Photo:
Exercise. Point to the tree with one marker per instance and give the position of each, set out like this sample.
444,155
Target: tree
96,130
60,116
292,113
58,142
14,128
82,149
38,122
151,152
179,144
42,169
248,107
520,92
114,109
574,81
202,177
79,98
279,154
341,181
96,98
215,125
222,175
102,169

§ §

| EXERCISE |
Each record has to be given again exactly as written.

| RESULT OF THE EXERCISE |
Photo:
Exercise. Point to the tree with one marker per instance and give the position of each, set out like this sample.
444,155
Target: tree
96,130
60,116
292,113
58,142
14,128
82,149
38,122
151,152
179,144
42,169
248,107
520,92
114,109
574,81
202,177
79,98
279,154
341,181
96,98
215,125
222,175
102,169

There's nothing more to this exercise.